#### Document
Paracord Wrap Bottle





Introduction: Paracord Wrap Bottle

I will show you how to make a wrap for a strait-walled aluminum water bottle out of 550 cord/paracord.  I will be using some decorative knots that are fairly easy to master during the process.  We will be using a modified Chinese Good luck knot and a Cross Knot.

You will need the following:

-An aluminum water bottle
-Four  stands of paracord each measuring 112" inches (448" total) or shorter depending on what you do at step 6.
-A lighter (for melting the ends of the paracords closed)
-Scissors or knife
-About 4-6 Hours

Step 1: Choosing the Water Bottle

The water bottle I chose to use was a generic aluminum water bottle I got a Kohl's Department store for about $5 two years ago.  It was a good candidate for this project because it is strait-walled and has a large mouth.  Feel free to use one that has curves to it, it will just be a bit harder to get a tight weave on it since you will have to weave it while it is on the bottle.

Step 2: Starting the Weave

First we will start the Chinese Good Luck knot for the base knot.  Take the four strands of paracord and fold them in half.  Put a 90 degree bend in the middle and roll the ends up to make it shorter if you want.  Then Just follow the steps below.  Make sure cinch it up tight before continuing on to the next steps.

Step 3: Starting a Cross Knot

Now we have 8 stands.  

Step 1:  Take two of the strands that are next to each other and make an S shape out of the cord having the right-most one cross over the left strand bringing the bottom half of the S under the left strand.  

Step 2:  Bring the left strand underneath the S and feed it between the two cords at the very top to the left of itself.

Step 3:  Now feed the same end through the bottom of the S in step 1 and pull it tight.

Now repeat 3 more times to have 4 cross knots evenly spaced from the Chinese Knot.

Step 4: Starting the Diamond Pattern

Now that we have four knots that come over the bottom of the water bottle we can begin the diamond pattern of the weave.

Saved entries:
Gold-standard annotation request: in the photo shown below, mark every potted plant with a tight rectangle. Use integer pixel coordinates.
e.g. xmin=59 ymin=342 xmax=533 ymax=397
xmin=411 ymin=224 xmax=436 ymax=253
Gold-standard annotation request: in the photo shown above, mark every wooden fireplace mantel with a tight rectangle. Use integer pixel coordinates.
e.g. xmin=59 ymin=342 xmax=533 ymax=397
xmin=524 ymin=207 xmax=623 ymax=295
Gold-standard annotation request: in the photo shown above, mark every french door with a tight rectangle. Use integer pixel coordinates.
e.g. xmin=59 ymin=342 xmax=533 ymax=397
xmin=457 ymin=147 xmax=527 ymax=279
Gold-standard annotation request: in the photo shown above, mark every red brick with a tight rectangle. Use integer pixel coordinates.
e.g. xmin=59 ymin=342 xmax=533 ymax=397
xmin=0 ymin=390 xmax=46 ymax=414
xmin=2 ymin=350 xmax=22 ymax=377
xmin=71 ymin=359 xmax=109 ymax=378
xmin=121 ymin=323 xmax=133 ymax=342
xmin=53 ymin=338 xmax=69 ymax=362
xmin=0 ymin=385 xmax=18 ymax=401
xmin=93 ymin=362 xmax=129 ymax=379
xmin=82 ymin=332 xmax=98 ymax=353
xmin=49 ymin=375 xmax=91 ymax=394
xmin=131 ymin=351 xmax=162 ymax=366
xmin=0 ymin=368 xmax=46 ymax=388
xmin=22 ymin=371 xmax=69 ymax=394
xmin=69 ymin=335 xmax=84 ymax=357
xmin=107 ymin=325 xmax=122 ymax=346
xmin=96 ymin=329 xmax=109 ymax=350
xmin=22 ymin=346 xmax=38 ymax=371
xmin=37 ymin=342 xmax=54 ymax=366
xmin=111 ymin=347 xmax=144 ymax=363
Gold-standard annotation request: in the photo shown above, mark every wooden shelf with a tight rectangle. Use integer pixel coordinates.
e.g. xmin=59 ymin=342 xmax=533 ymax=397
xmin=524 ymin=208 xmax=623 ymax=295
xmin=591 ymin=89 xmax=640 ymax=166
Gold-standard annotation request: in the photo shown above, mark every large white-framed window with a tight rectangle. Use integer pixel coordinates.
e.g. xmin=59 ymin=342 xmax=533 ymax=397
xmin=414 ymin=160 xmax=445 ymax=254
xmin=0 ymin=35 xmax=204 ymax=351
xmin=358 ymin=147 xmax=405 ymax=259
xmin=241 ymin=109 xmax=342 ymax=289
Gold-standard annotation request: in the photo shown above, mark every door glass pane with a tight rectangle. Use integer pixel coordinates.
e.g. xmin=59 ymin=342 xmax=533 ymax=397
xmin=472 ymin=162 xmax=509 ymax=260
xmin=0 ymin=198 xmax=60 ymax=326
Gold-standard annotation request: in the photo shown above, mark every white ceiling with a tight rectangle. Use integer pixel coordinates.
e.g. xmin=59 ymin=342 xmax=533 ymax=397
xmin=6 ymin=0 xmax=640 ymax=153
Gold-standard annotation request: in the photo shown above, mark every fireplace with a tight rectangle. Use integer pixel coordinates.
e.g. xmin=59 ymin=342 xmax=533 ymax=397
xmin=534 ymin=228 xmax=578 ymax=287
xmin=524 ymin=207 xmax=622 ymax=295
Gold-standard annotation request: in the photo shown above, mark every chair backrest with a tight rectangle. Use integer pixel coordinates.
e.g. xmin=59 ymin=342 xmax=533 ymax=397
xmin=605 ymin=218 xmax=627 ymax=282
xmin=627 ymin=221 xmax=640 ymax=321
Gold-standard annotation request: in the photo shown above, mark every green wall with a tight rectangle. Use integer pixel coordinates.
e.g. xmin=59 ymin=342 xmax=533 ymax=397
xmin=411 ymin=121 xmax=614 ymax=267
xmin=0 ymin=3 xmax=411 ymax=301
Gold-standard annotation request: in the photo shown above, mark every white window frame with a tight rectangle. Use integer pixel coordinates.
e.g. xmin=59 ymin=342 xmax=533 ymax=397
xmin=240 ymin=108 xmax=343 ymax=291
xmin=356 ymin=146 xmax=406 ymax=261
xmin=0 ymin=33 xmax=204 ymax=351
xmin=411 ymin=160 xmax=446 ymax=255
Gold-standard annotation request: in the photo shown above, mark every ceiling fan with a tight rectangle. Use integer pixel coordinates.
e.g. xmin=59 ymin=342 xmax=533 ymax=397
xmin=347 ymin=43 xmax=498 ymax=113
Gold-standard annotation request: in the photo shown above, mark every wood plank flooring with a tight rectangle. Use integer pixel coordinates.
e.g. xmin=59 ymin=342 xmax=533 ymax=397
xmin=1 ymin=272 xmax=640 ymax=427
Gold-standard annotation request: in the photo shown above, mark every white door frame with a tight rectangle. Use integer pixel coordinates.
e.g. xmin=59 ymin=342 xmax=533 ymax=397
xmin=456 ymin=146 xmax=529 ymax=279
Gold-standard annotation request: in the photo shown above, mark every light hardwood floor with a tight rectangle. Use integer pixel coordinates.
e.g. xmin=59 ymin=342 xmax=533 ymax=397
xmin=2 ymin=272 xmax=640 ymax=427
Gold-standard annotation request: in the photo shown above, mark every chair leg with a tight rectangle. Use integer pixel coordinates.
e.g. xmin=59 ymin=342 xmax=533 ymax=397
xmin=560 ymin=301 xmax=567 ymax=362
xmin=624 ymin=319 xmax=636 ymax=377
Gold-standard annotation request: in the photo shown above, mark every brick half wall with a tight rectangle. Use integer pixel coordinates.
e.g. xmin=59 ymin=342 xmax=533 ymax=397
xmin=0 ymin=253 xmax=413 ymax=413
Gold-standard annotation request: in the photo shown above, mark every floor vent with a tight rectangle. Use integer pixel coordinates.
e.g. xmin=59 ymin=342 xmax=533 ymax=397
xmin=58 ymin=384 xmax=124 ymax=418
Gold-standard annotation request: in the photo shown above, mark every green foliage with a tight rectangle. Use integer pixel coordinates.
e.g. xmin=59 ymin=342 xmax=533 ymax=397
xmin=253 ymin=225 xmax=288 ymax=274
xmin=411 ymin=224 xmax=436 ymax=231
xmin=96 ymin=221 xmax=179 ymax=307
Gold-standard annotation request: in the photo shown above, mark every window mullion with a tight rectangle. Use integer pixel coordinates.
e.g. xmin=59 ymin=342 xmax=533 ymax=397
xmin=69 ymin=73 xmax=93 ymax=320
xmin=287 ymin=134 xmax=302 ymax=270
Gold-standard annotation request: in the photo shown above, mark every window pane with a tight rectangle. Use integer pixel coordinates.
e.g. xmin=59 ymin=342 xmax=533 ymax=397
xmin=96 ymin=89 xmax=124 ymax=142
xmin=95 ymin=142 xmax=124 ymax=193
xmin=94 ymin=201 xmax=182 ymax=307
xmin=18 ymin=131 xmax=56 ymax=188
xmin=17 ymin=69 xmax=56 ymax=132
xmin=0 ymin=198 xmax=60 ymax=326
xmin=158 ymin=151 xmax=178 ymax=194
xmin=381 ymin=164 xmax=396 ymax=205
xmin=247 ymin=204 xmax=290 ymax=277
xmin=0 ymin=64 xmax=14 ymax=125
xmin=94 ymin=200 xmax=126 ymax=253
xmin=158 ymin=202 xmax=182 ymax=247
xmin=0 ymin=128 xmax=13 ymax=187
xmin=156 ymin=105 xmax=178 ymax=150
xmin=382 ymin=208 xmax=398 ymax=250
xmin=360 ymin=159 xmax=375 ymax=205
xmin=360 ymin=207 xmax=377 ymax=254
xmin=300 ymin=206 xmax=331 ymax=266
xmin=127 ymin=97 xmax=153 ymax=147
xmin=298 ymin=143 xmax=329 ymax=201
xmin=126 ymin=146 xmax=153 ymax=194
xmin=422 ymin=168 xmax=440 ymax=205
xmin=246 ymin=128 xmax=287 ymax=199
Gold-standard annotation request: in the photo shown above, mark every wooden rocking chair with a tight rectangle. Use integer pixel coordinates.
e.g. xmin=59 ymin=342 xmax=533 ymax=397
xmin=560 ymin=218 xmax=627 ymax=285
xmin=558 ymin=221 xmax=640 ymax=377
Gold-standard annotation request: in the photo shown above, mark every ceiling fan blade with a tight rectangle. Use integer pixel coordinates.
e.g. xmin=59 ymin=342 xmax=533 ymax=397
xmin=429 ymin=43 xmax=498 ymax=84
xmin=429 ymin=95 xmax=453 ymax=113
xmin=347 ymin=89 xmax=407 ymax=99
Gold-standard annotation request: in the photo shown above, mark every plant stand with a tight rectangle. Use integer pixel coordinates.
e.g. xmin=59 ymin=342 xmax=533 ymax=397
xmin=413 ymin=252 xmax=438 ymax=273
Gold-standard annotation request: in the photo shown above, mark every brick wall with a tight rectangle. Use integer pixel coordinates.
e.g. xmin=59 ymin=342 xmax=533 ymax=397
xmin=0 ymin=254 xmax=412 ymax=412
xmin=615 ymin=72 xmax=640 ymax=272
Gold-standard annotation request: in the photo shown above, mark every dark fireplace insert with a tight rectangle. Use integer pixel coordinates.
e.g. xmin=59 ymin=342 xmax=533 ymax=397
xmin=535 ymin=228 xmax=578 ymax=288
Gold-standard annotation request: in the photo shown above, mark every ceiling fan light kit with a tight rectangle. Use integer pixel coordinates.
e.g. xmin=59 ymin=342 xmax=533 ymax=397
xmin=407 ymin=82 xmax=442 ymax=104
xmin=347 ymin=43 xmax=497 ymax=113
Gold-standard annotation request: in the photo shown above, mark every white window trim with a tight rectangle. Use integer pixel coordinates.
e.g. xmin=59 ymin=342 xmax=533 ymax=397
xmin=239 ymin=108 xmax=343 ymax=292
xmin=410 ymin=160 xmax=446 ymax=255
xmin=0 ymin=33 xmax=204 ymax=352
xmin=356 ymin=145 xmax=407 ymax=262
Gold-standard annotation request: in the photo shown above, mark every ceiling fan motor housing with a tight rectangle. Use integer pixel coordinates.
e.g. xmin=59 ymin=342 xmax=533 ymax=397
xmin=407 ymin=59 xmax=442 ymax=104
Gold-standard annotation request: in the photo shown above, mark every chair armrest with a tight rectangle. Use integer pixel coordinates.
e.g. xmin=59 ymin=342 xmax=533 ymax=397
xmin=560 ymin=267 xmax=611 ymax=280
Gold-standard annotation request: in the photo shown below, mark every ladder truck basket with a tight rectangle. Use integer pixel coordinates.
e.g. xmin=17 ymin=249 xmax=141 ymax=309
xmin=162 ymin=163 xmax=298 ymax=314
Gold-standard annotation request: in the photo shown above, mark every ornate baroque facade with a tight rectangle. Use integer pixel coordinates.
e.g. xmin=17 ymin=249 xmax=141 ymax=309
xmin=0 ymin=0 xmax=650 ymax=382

#### The tasks
A – In the paracord bottle wrap guide, which knot serves as the base knot?
B – Please repeat word for word the part of the paracord bottle wrap guide from "-Scissors or knife" up to and including "the next steps.".
C – Carry on the paracord bottle wrap guide from the point where its last sentence ends.
These records come from a separate source.

#### Expected answers
A – A Chinese Good Luck knot.

B –
-Scissors or knife
-About 4-6 Hours

Step 1: Choosing the Water Bottle

The water bottle I chose to use was a generic aluminum water bottle I got a Kohl's Department store for about $5 two years ago.  It was a good candidate for this project because it is strait-walled and has a large mouth.  Feel free to use one that has curves to it, it will just be a bit harder to get a tight weave on it since you will have to weave it while it is on the bottle.

Step 2: Starting the Weave

First we will start the Chinese Good Luck knot for the base knot.  Take the four strands of paracord and fold them in half.  Put a 90 degree bend in the middle and roll the ends up to make it shorter if you want.  Then Just follow the steps below.  Make sure cinch it up tight before continuing on to the next steps.

C –
Take the right strand and the left strand from knots that are next to each other and make a cross knot between them.  Leave about 1" between the knots to get a good symmetrical pattern.  Now repeat three more times again with the knots next to it.

Step 5: Continuing the Diamond Pattern

Now just keep repeating the diamond pattern until you reach the desired length that you would like.

Step 6: Crossroads

At this point you can do one of two things you can either end the weave here and just tie some cross knots closer together to have them squeeze the neck of the bottle or you can continue on and make a handle for it and also have a weave you can slide off if you needed to ever wash to bottle.  I am going to go with the latter of the two options.

We are just going to narrow the weave down to two 2 groups of 4 strands now for the handles.  To do this just take two of the strands and now treat them as one strand and make another cross knot further up.  I have 2" of cord from the small cross knot to the large knot to begin the handle.

Now just make the cross knots really close to each other and you will get a thick flat handle.

Step 7: Joining the Strands Together

Joining the strands together can be quit tricky.  What I did is combine two cross knots at the top.  After I tied two cross knots as you can see in the second picture I took all 8 of the cords and feed them up through the square hole that is in the center with the strands facing upwards.  I trimmed them evenly and then fused all of the ends together with the lighter.  Not as pretty as I wanted the finish knot to be but I could not think of another way to bring the ends together.

Step 8: Finished

And you are finished.  I decided to make that wrap removable just in-case you wanted to wash the water bottle and you would not have to wait for the weave to dry.  Thinking about it you could make that same type of  weave for a wine bottle or any other type of container if you wanted to tote it around with you.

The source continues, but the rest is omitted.